* **SHORT PROBLEM**
In full and without alteration, repeat the material.

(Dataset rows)
# # # # # # #

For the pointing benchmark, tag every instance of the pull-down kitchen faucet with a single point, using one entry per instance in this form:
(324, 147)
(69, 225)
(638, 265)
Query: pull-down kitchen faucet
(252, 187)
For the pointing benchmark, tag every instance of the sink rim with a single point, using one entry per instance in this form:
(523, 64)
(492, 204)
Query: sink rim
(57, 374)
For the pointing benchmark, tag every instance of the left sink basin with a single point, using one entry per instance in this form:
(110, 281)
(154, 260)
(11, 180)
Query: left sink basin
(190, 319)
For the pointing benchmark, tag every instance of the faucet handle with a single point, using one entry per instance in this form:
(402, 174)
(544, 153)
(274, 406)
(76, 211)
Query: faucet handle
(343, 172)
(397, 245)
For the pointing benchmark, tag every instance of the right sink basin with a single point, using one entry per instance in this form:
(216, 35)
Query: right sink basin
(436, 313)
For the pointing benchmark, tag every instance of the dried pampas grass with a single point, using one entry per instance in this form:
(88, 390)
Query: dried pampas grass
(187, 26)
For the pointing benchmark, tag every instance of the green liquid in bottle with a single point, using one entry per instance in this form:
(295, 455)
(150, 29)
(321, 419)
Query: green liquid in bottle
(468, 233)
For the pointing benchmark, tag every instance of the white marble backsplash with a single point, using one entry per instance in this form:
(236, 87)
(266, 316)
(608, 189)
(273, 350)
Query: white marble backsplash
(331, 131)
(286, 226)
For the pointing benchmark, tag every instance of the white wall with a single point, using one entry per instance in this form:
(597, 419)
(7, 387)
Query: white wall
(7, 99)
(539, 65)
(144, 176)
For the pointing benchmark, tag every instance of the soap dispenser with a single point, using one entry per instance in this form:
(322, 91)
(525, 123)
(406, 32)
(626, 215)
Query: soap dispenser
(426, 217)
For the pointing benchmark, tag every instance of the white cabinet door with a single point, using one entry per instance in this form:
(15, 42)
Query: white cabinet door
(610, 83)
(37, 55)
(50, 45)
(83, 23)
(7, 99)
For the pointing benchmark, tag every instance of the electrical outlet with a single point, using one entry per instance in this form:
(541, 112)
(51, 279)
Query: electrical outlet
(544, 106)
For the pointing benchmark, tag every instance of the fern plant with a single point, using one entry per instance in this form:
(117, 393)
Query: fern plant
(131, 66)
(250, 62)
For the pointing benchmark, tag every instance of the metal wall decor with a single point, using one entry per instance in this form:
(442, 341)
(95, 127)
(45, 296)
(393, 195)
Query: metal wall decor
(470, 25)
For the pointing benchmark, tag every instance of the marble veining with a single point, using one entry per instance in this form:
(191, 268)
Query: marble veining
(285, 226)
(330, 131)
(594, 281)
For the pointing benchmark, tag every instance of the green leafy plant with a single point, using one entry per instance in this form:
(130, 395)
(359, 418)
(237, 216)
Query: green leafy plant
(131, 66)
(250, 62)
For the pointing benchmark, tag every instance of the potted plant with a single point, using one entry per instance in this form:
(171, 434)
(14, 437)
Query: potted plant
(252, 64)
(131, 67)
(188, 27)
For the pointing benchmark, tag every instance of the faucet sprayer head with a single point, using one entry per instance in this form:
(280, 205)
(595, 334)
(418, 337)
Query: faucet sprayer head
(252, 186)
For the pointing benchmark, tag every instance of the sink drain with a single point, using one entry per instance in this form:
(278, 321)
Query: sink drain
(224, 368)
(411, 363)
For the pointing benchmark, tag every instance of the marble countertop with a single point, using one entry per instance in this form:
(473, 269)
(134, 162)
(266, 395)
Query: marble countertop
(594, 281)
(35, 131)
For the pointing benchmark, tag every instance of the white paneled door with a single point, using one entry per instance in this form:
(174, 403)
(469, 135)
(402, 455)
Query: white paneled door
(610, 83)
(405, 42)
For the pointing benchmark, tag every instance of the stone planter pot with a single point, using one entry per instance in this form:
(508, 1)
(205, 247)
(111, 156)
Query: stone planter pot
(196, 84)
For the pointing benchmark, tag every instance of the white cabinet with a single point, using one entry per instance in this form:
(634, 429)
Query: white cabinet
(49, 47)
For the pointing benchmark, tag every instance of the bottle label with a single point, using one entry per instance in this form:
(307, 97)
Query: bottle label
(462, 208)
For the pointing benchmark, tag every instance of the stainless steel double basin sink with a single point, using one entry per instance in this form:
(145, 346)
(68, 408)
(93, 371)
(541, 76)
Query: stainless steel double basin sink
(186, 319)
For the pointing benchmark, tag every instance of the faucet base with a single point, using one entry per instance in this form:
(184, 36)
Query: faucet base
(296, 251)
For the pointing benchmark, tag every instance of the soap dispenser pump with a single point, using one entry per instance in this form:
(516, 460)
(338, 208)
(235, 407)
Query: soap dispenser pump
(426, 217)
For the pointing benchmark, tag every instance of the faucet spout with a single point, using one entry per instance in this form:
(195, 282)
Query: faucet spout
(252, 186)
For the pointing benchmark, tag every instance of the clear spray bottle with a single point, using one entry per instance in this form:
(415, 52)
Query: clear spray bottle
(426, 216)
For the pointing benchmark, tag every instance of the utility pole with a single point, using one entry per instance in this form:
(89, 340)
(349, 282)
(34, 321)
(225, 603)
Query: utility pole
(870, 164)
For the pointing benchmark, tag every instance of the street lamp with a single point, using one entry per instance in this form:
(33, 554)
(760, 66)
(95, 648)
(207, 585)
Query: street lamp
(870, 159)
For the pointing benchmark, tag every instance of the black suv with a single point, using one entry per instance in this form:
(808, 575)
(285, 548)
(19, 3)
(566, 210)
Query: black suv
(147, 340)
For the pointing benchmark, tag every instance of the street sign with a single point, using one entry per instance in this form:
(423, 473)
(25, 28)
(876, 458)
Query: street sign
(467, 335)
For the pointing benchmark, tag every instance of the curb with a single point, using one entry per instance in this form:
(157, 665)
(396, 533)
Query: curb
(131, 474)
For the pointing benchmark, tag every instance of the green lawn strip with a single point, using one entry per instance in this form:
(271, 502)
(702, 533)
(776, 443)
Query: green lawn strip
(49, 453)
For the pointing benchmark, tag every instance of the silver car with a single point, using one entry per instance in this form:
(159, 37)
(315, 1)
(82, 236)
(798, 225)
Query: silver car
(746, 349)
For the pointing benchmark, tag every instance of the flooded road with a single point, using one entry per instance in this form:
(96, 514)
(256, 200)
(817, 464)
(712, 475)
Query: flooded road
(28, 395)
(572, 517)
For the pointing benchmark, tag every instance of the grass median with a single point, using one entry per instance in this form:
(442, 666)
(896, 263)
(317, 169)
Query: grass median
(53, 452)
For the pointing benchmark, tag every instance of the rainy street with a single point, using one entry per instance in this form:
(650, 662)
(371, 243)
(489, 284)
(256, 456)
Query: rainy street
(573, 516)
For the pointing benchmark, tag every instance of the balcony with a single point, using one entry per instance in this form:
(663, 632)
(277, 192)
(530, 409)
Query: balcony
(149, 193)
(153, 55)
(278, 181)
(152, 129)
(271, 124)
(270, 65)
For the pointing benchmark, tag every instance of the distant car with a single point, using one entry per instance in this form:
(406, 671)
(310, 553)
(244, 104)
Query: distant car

# # # # # # #

* **OUTPUT FOR THIS EXERCISE**
For the pointing benchmark, tag every instance of the pull-down kitchen faucet with a single point, using one entry per instance in this form:
(324, 147)
(69, 225)
(638, 265)
Query: pull-down kitchen faucet
(252, 187)
For the pointing benchmark, tag every instance of the sink rim with a single point, using one entry per instance in this form:
(523, 64)
(492, 204)
Query: sink rim
(57, 374)
For the pointing benchmark, tag every instance of the left sink basin with a single point, using one entry per instance in this form:
(110, 281)
(154, 260)
(11, 180)
Query: left sink basin
(190, 319)
For the pointing benchmark, tag every instance of the faucet handle with a single point, using one entry per instance in this form:
(402, 174)
(544, 153)
(274, 406)
(76, 211)
Query: faucet handle
(343, 172)
(397, 245)
For the pointing benchmark, tag every instance of the right sink basin with a single point, using one entry per instance in this form:
(216, 35)
Query: right sink basin
(436, 313)
For the pointing benchmark, tag every instance of the dried pampas grass with a single point, using one entry per instance in this form:
(88, 390)
Query: dried pampas grass
(187, 26)
For the pointing benchmark, tag every instance of the green liquid in bottle with a single point, using one entry per instance in this form:
(295, 455)
(150, 29)
(321, 419)
Query: green liquid in bottle
(468, 233)
For the pointing benchmark, tag every instance of the white marble backsplash with a single point, using one entry per instance in this form:
(236, 87)
(266, 316)
(608, 189)
(273, 350)
Query: white marble backsplash
(331, 131)
(286, 226)
For the pointing benchmark, tag every instance of the white wall with a single point, using one entry per instance in this form:
(597, 419)
(7, 387)
Query: white wall
(7, 99)
(539, 65)
(144, 176)
For the pointing benchmark, tag every instance of the soap dispenser with a single point, using one entry per instance in this form:
(322, 91)
(525, 123)
(406, 32)
(626, 215)
Query: soap dispenser
(426, 217)
For the pointing benchmark, tag every instance of the white cabinet door with a single point, using one entry per instance in this form:
(15, 42)
Query: white cabinet door
(610, 83)
(37, 55)
(50, 45)
(83, 23)
(7, 99)
For the pointing benchmark, tag every instance of the electrical outlet with a single point, using one entry per instance in this form:
(541, 112)
(51, 279)
Query: electrical outlet
(544, 106)
For the pointing benchmark, tag every instance of the fern plant with a single point, using one entry per instance in this form:
(117, 393)
Query: fern plant
(131, 66)
(250, 62)
For the pointing benchmark, tag every instance of the metal wall decor with a single point, using one entry per instance in this form:
(442, 341)
(95, 127)
(45, 296)
(393, 195)
Query: metal wall decor
(470, 25)
For the pointing benchmark, tag every instance of the marble veining with a single point, using one entry per instance in this form:
(191, 268)
Query: marble veining
(285, 226)
(330, 131)
(594, 281)
For the pointing benchmark, tag every instance of the green leafy plant with a single point, using one entry per instance in this form:
(130, 395)
(359, 418)
(237, 216)
Query: green leafy plant
(131, 66)
(250, 62)
For the pointing benchmark, tag every instance of the potted plant with a single point, using one entry per instance in this form:
(171, 434)
(14, 437)
Query: potted plant
(252, 64)
(131, 67)
(188, 27)
For the pointing benchmark, tag every instance of the faucet sprayer head with a single point, using one entry per instance in this form:
(280, 205)
(595, 334)
(418, 337)
Query: faucet sprayer head
(252, 186)
For the pointing benchmark, tag every instance of the sink drain with a single point, using one entry per instance in this form:
(278, 321)
Query: sink drain
(224, 368)
(411, 363)
For the pointing benchmark, tag every instance of the marble countertop with a single point, using one entry per instance in this form:
(473, 269)
(134, 162)
(266, 395)
Query: marble countertop
(594, 281)
(35, 131)
For the pointing benchmark, tag every instance of the white paneled door with a single point, using one entry per instance in this form:
(174, 403)
(469, 135)
(402, 455)
Query: white paneled door
(610, 83)
(405, 42)
For the pointing benchmark, tag every instance of the stone planter pot with a single point, using one entry per instance in this form:
(508, 1)
(205, 247)
(111, 156)
Query: stone planter pot
(196, 84)
For the pointing benchmark, tag every instance of the white cabinet with a single point, using one entry per instance in this form:
(634, 429)
Query: white cabinet
(49, 47)
For the pointing benchmark, tag every instance of the bottle label with a single point, using one entry per instance in this form:
(307, 97)
Query: bottle label
(462, 208)
For the pointing benchmark, tag every instance of the stainless steel double basin sink with a single point, using one entry per instance in this form:
(145, 346)
(68, 408)
(93, 371)
(541, 76)
Query: stainless steel double basin sink
(186, 319)
For the pointing benchmark, tag every instance of the faucet base with a single point, using one entry per instance in this form:
(184, 36)
Query: faucet base
(296, 251)
For the pointing benchmark, tag every instance of the soap dispenser pump with a single point, using one entry per instance in this form:
(516, 460)
(338, 208)
(235, 407)
Query: soap dispenser pump
(426, 217)
For the pointing benchmark, tag every instance of the faucet spout with a single point, using one entry per instance in this form:
(195, 282)
Query: faucet spout
(252, 186)
For the pointing benchmark, tag every instance of the clear spray bottle with a single point, using one entry per instance in this form:
(415, 52)
Query: clear spray bottle
(426, 216)
For the pointing benchmark, tag every instance of the utility pole with a single point, using one entry per instance in this form:
(89, 340)
(349, 282)
(34, 321)
(225, 603)
Query: utility pole
(870, 164)
For the pointing benchmark, tag every instance of the street lamp with a single point, using one entry per instance in this form:
(33, 554)
(760, 66)
(95, 648)
(207, 585)
Query: street lamp
(870, 159)
For the pointing benchmark, tag every instance of the black suv with a single point, using one entry per instance in this form:
(808, 575)
(285, 548)
(19, 3)
(566, 210)
Query: black suv
(147, 340)
For the pointing benchmark, tag every instance of the street sign with a single point, using one entry per instance in this form:
(423, 473)
(25, 28)
(876, 458)
Query: street sign
(467, 335)
For the pointing benchmark, tag every instance of the curb with a single point, using one entry per instance in this form:
(157, 665)
(396, 533)
Query: curb
(131, 474)
For the pointing benchmark, tag every instance of the green lawn strip with a single point, using one entry per instance in this form:
(271, 502)
(702, 533)
(776, 443)
Query: green lawn strip
(49, 453)
For the pointing benchmark, tag every instance of the silver car with a single point, using one entry per instance in this form:
(159, 37)
(315, 1)
(82, 236)
(798, 225)
Query: silver car
(746, 349)
For the pointing benchmark, tag every instance of the flooded road with a single point, using one entry per instance in this form:
(96, 514)
(256, 200)
(817, 464)
(712, 475)
Query: flooded road
(28, 395)
(572, 517)
For the pointing benchmark, tag every instance of the grass median with a single point, using one entry per instance in this form:
(442, 666)
(896, 263)
(317, 169)
Query: grass median
(53, 452)
For the pointing benchmark, tag every instance of the rainy street with a single point, using one entry per instance in this form:
(650, 662)
(371, 243)
(489, 284)
(256, 456)
Query: rainy street
(573, 516)
For the pointing benchmark, tag every instance of the balcony with a single point, using one entry per instance in this form:
(663, 632)
(277, 192)
(530, 409)
Query: balcony
(149, 193)
(153, 55)
(278, 181)
(152, 129)
(271, 124)
(270, 65)
For the pointing benchmark, tag every instance of the distant car with a single point, using one entry per instance in this form:
(406, 671)
(310, 553)
(244, 104)
Query: distant car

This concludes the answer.